* [Document segment]
= = = = = = =

Schematic representation of the location of multifocal premature ventricular contractions for every patient included. Each number represents a PVC of a patient included (from 1 to 21). The left panel represents the right ventricle (lateral and septal walls on the left and middle panels, respectively) H: His bundle; Ao: aorta.


After constructing the ventricular geometry, detailed pace-mapping was performed by pacing an average of 73.5±41.6 different locations in the LV and/or RV. The median time taken to obtain all pacing points was 30.0 min (IQR 15.0-45.0). The best matching generated was 97.2% (IQR 95.9%-98.3%) similar to the clinical PVC targeted. Typical examples of maps generated in patients with multiple PVCs (patients 1, 2 and 11) are shown in Figures 3–5. As shown, after pacing the cavity, focusing on the supposed location of the PVCs’ site of origin, the system can generate a specific map for each PVC morphology, spotting the precise zone of the ventricle where pacing generates a QRS resembling the targeted extra beat.

Figure 3.

Pace-mapping map generated in patient 1. A total of 99 pacing points were acquired (panel A). The correlation percentage and a color-coded map were automatically generated for each premature ventricular contraction (PVC): 97.1% (mid-inferior left ventricle [LV], panel B), 97.2% (basal inferoseptal LV, panel C) and 99.1% (apical lateral LV, panel D) for PVC1, PVC2 and PVC3, respectively. Local activation time points could only be obtained for PVC1 and PVC2.

Figure 4.

Pace-mapping map generated in patient 2. A total of 142 pacing points were acquired (A). The correlation percentage and a color-coded map were automatically generated for each premature ventricular contraction (PVC): (B) 98.2% (basal inferolateral LV), (C) 95.4% (mid inferior LV) and (D) 99.1% (basal anterolateral LV) for PVC1, PVC2 and PVC3, respectively. No local activation time points could be obtained in this patient due to the paucity of PVCs during the procedure.

Figure 5.

Pace-mapping map generated in patient 11. A total of 135 pacing points were acquired (A). The correlation percentage and a color-coded map were automatically generated for each premature ventricular contraction (PVC): (B) 94.4% (mid anteroseptal LV), (C) 97.3% (mid inferior LV) and (D) 96.1% (mid inferoseptal LV) for PVC1, PVC2 and PVC3, respectively. No local activation time points could be obtained in this patient due to the paucity of PVCs during the procedure.

= = = = = = =

* [Referring expression data]
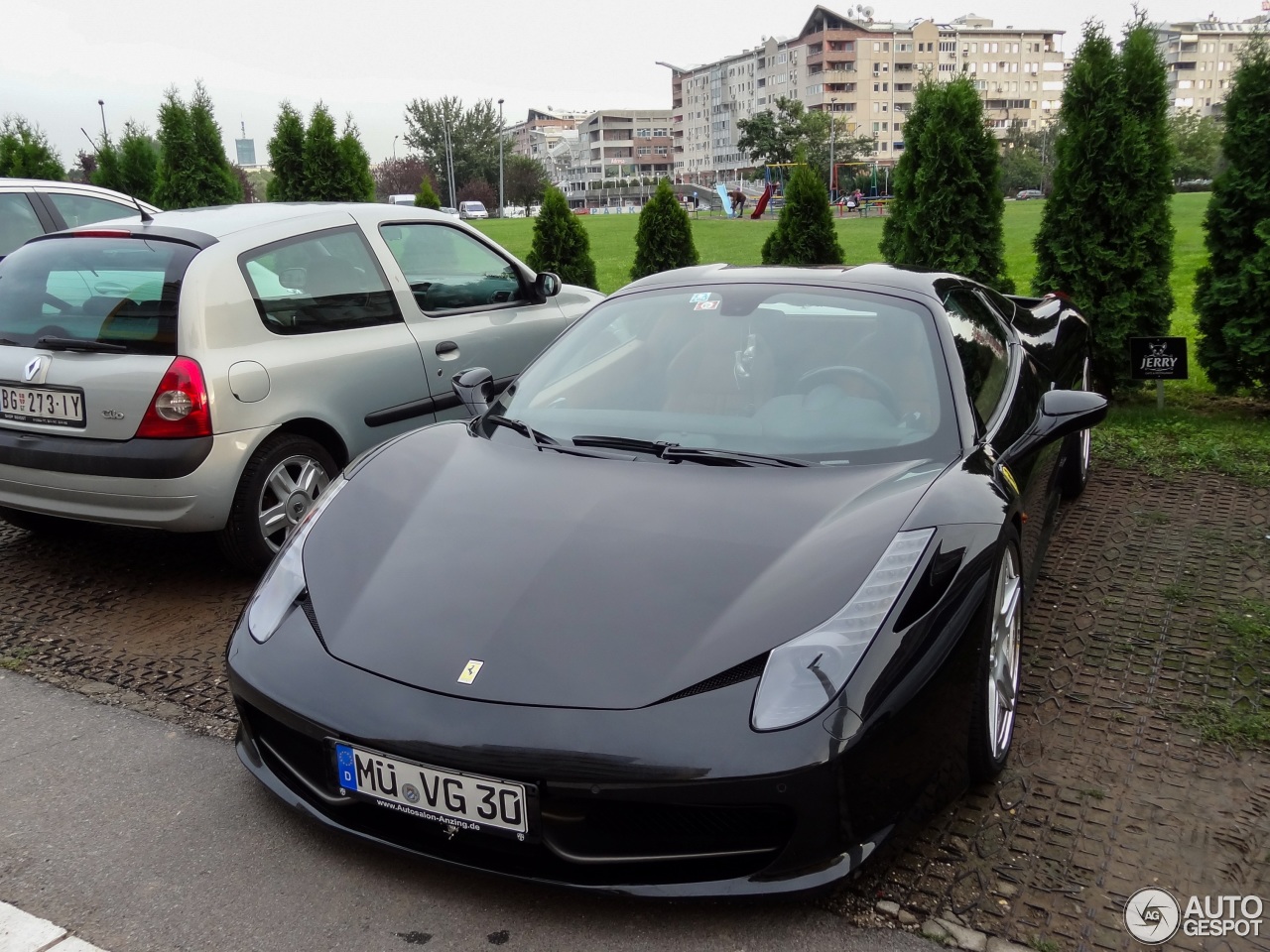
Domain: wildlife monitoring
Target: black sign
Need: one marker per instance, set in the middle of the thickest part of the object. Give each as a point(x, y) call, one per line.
point(1159, 358)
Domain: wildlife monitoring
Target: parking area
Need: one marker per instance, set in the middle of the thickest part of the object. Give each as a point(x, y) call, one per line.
point(1133, 640)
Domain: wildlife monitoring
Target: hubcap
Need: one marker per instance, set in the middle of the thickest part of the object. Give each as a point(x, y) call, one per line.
point(289, 494)
point(1003, 666)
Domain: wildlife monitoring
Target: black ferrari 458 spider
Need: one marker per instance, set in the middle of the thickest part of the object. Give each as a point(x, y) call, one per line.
point(706, 602)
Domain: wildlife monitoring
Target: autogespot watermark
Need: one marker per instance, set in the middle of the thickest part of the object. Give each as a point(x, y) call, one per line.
point(1153, 915)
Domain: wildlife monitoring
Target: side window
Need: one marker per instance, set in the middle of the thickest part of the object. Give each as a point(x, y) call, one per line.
point(318, 284)
point(86, 209)
point(982, 347)
point(18, 221)
point(448, 270)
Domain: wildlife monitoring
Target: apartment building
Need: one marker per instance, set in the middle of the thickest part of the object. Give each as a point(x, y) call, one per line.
point(864, 72)
point(1201, 56)
point(540, 131)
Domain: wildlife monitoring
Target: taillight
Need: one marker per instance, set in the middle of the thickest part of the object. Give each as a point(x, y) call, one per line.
point(180, 407)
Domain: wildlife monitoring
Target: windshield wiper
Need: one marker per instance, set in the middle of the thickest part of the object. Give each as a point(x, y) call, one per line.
point(98, 347)
point(674, 452)
point(525, 429)
point(724, 457)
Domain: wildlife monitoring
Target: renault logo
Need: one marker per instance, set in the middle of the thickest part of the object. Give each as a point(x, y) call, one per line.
point(36, 370)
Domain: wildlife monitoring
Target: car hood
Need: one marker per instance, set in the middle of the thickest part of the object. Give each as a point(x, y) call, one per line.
point(584, 581)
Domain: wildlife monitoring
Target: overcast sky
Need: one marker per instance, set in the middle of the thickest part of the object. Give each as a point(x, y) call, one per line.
point(370, 58)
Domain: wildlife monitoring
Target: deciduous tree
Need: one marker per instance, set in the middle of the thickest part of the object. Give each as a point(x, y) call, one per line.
point(1232, 291)
point(663, 239)
point(26, 154)
point(948, 203)
point(561, 243)
point(804, 234)
point(472, 137)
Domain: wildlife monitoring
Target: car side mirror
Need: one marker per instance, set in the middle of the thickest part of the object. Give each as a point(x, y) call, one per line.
point(474, 388)
point(1062, 412)
point(547, 285)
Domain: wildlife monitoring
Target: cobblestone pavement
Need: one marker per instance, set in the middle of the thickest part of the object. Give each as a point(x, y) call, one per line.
point(1107, 788)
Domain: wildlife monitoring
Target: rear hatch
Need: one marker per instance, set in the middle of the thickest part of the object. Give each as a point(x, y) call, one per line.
point(87, 326)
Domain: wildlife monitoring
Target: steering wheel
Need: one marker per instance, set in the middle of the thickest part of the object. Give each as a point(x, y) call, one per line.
point(811, 380)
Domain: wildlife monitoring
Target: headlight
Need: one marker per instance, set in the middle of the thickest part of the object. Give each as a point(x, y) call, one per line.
point(806, 674)
point(285, 580)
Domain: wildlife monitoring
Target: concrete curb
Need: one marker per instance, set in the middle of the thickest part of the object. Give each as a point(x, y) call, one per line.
point(22, 932)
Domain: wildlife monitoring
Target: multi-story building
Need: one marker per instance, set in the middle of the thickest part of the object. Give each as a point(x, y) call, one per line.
point(1202, 56)
point(540, 131)
point(864, 72)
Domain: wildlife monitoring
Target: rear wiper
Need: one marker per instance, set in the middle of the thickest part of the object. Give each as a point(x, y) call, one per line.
point(98, 347)
point(674, 452)
point(725, 457)
point(525, 429)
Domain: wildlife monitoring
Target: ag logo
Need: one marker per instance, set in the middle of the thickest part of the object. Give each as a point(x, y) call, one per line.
point(1152, 915)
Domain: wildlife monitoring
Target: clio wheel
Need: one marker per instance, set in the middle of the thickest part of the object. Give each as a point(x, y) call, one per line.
point(996, 703)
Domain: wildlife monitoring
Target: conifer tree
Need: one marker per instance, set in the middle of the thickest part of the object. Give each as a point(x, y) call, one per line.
point(426, 197)
point(322, 160)
point(1106, 218)
point(948, 199)
point(665, 236)
point(1232, 291)
point(287, 157)
point(561, 243)
point(804, 232)
point(356, 182)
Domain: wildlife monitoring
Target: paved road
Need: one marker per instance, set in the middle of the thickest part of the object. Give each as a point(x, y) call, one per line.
point(137, 835)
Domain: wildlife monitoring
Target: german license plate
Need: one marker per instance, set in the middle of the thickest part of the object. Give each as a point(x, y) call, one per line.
point(62, 408)
point(462, 800)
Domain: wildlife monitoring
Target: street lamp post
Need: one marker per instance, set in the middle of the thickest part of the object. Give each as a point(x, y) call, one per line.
point(500, 206)
point(833, 169)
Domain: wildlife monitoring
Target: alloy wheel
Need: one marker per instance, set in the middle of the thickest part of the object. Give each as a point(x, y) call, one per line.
point(289, 494)
point(1003, 655)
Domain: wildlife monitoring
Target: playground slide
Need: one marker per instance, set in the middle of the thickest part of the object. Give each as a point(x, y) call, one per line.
point(762, 203)
point(726, 199)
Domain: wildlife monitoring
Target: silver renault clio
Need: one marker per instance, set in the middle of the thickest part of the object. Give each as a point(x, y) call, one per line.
point(211, 370)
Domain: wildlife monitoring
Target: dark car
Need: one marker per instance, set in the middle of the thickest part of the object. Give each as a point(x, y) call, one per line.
point(31, 207)
point(706, 602)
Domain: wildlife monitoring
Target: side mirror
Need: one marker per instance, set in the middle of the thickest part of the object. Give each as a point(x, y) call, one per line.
point(547, 285)
point(1062, 412)
point(475, 388)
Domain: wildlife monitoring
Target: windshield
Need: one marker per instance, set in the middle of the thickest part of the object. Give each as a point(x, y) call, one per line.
point(817, 373)
point(111, 290)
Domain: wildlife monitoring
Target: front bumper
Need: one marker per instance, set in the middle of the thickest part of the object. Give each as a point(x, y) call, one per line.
point(195, 502)
point(695, 803)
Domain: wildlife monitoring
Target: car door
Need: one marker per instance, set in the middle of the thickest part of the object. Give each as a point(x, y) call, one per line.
point(467, 303)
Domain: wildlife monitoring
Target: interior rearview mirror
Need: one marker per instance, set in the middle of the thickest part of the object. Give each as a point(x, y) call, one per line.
point(474, 388)
point(1062, 412)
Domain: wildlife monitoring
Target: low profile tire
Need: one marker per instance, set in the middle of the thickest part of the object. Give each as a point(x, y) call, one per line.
point(37, 522)
point(280, 485)
point(996, 692)
point(1076, 456)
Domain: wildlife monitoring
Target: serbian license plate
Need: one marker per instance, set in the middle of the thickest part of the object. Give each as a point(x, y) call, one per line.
point(63, 408)
point(462, 800)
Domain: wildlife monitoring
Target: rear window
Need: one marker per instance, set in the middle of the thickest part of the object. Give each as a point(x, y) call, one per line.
point(112, 290)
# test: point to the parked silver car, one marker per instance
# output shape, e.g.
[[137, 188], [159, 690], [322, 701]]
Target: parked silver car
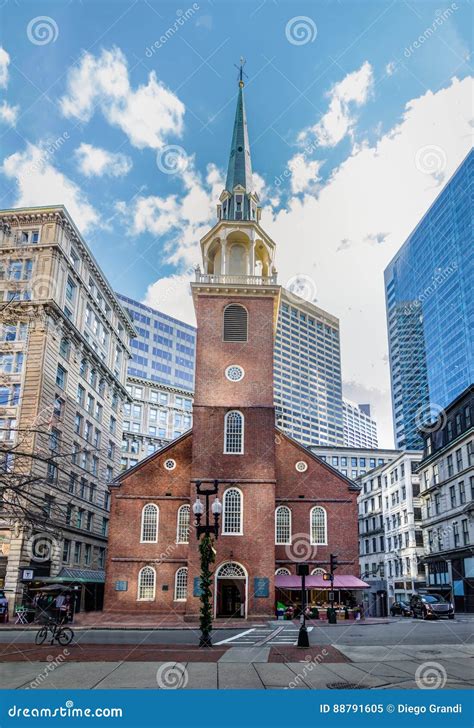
[[431, 606]]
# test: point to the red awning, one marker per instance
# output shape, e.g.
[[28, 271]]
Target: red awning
[[290, 581]]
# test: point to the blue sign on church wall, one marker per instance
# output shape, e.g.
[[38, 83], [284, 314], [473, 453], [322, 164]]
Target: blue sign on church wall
[[197, 586], [261, 587]]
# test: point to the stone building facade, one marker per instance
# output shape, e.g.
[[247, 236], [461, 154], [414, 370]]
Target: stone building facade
[[447, 493], [64, 349]]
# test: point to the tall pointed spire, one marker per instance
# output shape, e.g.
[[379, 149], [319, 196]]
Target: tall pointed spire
[[239, 171], [239, 202]]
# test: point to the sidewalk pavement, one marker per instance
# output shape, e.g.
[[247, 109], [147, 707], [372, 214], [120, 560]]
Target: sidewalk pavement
[[98, 620], [411, 667]]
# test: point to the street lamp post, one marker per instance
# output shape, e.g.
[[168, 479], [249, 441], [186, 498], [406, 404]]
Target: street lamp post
[[303, 571], [207, 554]]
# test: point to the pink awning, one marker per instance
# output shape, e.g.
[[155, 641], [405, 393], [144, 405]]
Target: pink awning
[[291, 581]]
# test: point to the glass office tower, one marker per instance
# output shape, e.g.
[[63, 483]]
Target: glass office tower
[[430, 314]]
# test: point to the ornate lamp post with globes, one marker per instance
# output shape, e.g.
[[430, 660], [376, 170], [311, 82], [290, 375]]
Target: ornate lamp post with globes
[[207, 554]]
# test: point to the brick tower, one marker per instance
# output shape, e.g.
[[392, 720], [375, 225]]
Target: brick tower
[[281, 503], [236, 302]]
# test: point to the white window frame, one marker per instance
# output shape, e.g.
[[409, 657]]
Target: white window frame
[[181, 570], [288, 511], [241, 516], [140, 587], [242, 436], [179, 526], [325, 516], [157, 511]]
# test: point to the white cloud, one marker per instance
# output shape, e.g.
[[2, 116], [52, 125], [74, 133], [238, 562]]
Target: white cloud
[[349, 233], [8, 114], [172, 295], [185, 218], [96, 162], [344, 238], [304, 174], [346, 95], [4, 63], [40, 183], [147, 115]]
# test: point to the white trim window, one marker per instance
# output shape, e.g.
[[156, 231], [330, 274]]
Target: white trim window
[[181, 584], [146, 584], [149, 527], [282, 525], [182, 530], [232, 503], [318, 526], [235, 322], [234, 433]]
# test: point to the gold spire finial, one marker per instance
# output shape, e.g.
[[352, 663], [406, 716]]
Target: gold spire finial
[[240, 69]]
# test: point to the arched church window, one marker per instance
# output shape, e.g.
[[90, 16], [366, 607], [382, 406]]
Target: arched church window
[[234, 433], [237, 260], [282, 525], [318, 526], [235, 322], [181, 584], [182, 535], [149, 530], [146, 584], [232, 512]]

= = = = = = =

* [What you will do]
**A)** In the pace-mapping text, what was the median time taken to obtain all pacing points?
**B)** Set down, word for word, the part of the pace-mapping text that opens with the words containing "After constructing the" and closes with "targeted extra beat.".

* [Task-by-task results]
**A)** The median time was 30.0 minutes (IQR 15.0-45.0).

**B)**
After constructing the ventricular geometry, detailed pace-mapping was performed by pacing an average of 73.5±41.6 different locations in the LV and/or RV. The median time taken to obtain all pacing points was 30.0 min (IQR 15.0-45.0). The best matching generated was 97.2% (IQR 95.9%-98.3%) similar to the clinical PVC targeted. Typical examples of maps generated in patients with multiple PVCs (patients 1, 2 and 11) are shown in Figures 3–5. As shown, after pacing the cavity, focusing on the supposed location of the PVCs’ site of origin, the system can generate a specific map for each PVC morphology, spotting the precise zone of the ventricle where pacing generates a QRS resembling the targeted extra beat.